» **EXERCISE REQUIREMENTS**:
Leave out the pictures and retype exactly the lines from the one with "Target: woman's left hand" through the end of the records.

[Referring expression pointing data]
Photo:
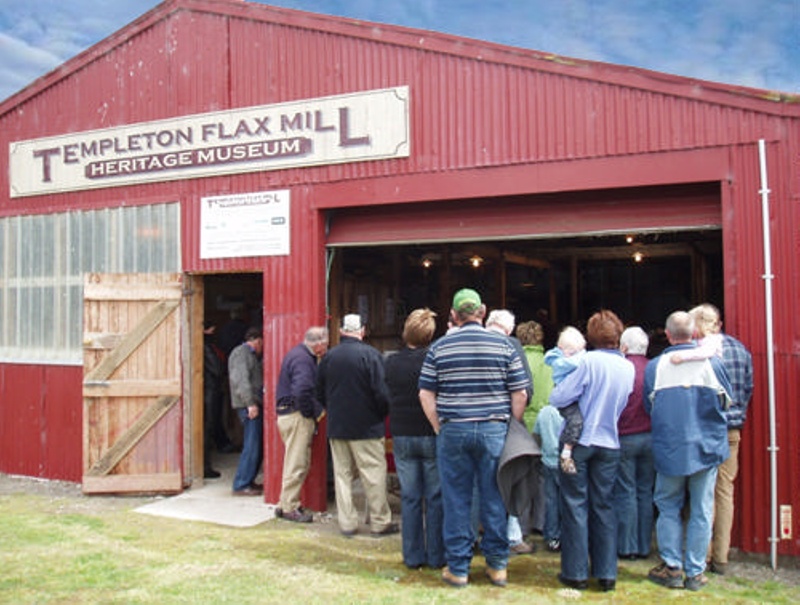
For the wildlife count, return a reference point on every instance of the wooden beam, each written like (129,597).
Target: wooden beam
(132,436)
(132,340)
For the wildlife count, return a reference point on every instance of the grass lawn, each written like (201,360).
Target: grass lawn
(67,549)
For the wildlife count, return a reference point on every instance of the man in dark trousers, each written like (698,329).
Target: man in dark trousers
(471,383)
(246,375)
(351,386)
(686,403)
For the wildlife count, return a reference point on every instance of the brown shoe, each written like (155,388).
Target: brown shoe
(298,516)
(248,491)
(523,548)
(454,580)
(392,528)
(671,577)
(498,577)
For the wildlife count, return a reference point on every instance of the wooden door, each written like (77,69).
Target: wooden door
(132,420)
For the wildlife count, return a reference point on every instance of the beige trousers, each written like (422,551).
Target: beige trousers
(365,458)
(723,501)
(297,434)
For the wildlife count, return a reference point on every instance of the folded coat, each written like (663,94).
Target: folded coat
(518,470)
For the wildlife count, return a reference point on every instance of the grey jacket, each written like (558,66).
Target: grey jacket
(246,377)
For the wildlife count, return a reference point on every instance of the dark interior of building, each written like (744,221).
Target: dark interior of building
(640,276)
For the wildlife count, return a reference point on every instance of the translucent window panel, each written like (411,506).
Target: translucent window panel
(44,259)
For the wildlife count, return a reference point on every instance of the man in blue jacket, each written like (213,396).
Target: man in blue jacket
(298,410)
(687,404)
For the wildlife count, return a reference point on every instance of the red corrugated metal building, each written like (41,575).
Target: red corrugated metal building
(380,143)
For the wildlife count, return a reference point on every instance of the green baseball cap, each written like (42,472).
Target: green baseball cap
(466,300)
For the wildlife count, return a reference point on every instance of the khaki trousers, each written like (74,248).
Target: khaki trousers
(297,433)
(723,501)
(365,458)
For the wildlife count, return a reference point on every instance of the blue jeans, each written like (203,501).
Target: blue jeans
(670,494)
(421,500)
(633,494)
(252,451)
(588,520)
(468,451)
(552,510)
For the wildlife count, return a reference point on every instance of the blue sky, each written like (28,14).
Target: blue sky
(752,43)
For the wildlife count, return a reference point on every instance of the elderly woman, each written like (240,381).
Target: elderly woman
(414,447)
(633,493)
(601,385)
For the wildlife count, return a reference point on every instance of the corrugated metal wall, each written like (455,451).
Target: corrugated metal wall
(474,107)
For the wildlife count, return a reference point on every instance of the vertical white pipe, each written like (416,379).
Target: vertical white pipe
(768,277)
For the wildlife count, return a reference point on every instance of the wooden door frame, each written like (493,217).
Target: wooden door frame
(192,358)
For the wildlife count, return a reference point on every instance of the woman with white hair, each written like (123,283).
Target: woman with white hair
(633,491)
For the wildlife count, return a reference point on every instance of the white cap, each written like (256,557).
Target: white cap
(351,323)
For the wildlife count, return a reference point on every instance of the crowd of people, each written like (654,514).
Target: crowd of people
(635,451)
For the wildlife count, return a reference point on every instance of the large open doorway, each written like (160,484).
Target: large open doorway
(232,302)
(642,276)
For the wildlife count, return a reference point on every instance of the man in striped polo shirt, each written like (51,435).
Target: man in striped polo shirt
(472,382)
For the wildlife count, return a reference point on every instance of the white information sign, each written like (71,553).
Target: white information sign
(248,224)
(369,125)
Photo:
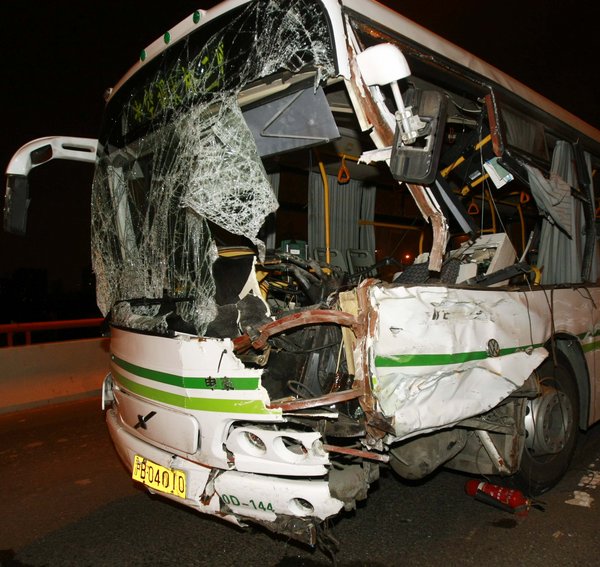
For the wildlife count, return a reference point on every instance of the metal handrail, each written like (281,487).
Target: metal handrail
(9,329)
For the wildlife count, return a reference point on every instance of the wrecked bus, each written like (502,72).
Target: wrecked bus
(260,174)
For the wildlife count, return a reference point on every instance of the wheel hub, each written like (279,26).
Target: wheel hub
(548,423)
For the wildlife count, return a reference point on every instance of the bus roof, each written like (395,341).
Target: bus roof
(392,20)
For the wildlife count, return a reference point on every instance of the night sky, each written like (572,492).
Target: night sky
(60,56)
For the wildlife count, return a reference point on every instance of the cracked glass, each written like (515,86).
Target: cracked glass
(176,158)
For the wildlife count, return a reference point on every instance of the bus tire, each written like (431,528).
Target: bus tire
(551,427)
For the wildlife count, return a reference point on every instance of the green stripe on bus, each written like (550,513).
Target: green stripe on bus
(193,383)
(201,404)
(441,359)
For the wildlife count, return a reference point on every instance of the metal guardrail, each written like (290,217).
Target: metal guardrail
(10,329)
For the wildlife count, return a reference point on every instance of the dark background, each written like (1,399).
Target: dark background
(59,58)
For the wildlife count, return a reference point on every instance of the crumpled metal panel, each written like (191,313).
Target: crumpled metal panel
(441,355)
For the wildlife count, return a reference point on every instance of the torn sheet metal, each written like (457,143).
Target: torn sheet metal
(442,355)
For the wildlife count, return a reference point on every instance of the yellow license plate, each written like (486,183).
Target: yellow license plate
(157,477)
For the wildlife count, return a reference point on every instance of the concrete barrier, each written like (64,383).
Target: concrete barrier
(49,373)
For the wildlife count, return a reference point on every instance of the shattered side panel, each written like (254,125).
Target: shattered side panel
(441,355)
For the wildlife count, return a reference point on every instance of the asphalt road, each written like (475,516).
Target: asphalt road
(65,500)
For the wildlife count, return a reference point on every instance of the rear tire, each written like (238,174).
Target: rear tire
(551,426)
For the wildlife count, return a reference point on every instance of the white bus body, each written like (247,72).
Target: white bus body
(264,386)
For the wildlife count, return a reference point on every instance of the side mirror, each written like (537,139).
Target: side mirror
(16,204)
(420,118)
(32,154)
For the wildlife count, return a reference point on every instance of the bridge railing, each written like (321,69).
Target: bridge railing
(9,330)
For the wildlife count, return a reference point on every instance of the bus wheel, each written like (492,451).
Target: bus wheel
(551,424)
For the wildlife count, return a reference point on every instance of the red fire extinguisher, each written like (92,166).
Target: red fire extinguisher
(507,499)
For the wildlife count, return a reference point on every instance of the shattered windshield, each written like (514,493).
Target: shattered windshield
(176,155)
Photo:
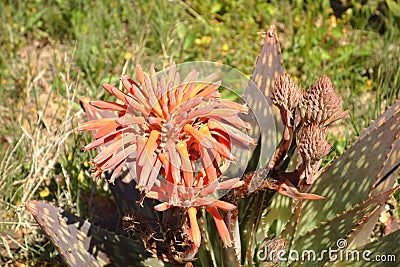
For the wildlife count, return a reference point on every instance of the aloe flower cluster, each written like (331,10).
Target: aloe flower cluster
(176,136)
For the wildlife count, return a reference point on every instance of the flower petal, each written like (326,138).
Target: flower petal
(221,226)
(194,226)
(186,164)
(108,105)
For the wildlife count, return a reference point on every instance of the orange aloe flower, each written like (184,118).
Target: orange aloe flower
(175,136)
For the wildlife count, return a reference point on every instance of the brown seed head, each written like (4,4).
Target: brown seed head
(286,95)
(320,104)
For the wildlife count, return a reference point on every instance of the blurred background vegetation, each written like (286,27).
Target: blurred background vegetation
(52,53)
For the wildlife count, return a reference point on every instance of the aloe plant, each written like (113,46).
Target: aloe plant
(317,208)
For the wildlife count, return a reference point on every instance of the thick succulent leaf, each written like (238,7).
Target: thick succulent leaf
(82,244)
(350,178)
(386,248)
(213,245)
(329,233)
(268,66)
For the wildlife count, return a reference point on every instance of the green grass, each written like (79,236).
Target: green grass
(52,53)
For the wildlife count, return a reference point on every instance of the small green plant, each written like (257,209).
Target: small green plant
(161,128)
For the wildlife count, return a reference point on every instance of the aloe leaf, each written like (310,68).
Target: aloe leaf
(349,180)
(82,244)
(386,248)
(257,95)
(329,233)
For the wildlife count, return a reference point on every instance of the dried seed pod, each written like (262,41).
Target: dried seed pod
(286,95)
(320,104)
(312,146)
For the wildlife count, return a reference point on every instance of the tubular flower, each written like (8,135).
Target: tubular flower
(178,130)
(320,104)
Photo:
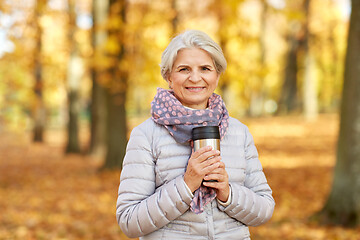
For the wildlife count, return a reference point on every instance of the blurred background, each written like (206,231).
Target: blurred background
(77,75)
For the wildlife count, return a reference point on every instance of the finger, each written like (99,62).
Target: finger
(209,155)
(201,151)
(210,161)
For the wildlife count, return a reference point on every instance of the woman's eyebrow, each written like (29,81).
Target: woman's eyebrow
(182,65)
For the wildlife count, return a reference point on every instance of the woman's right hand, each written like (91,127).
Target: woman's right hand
(200,165)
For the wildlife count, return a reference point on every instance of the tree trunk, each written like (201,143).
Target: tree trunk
(310,104)
(98,97)
(74,74)
(116,119)
(288,100)
(75,71)
(343,204)
(39,112)
(258,94)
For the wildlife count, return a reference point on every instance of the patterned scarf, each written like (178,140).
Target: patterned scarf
(168,111)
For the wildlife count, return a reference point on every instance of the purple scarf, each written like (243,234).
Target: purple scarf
(168,111)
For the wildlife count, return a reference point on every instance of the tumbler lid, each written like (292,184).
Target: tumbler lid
(205,132)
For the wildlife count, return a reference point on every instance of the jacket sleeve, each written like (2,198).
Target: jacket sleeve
(141,208)
(251,203)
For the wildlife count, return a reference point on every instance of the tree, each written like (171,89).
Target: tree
(73,77)
(116,94)
(98,95)
(39,114)
(343,204)
(310,105)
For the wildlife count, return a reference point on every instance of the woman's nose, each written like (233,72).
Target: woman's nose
(195,76)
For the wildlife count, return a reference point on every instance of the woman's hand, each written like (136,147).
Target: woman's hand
(222,185)
(200,165)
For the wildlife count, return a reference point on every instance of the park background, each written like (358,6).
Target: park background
(77,75)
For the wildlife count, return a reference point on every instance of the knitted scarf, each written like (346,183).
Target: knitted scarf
(168,111)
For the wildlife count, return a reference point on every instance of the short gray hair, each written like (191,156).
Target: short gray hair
(191,39)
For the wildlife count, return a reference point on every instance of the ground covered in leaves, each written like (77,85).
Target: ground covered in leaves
(45,194)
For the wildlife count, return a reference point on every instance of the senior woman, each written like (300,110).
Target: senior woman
(162,194)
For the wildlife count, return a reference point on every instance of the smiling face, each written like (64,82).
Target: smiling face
(193,77)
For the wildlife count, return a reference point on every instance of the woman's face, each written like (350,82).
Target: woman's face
(193,77)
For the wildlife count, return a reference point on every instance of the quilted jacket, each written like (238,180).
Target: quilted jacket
(153,200)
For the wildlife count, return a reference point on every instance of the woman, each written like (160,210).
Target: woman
(162,194)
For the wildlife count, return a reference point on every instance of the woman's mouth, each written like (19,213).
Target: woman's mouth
(195,89)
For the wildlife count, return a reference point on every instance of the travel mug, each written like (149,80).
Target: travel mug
(206,136)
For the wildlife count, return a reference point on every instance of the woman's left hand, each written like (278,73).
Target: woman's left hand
(222,185)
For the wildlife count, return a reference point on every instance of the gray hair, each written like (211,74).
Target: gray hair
(192,39)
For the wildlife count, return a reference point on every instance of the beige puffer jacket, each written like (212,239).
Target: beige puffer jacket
(153,201)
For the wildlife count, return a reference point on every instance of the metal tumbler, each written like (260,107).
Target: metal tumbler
(206,136)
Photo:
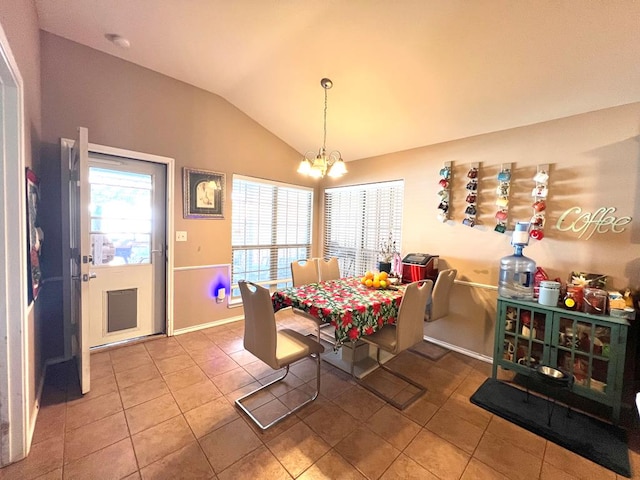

» **RESULT OF THE TASK**:
Target: woman's left hand
(222,185)
For the wildlife count, return a reference point on every instance of the gray hair, each written like (211,74).
Target: gray hair
(192,39)
For the wildlife count, return a reference point on every instance of the beige puffer jacket, each written like (212,239).
Target: beige puffer jacket
(153,201)
For the wildlife count, return a reference point on every instance of the metal tumbler, each written like (260,107).
Target: metal tumbler
(206,136)
Photo:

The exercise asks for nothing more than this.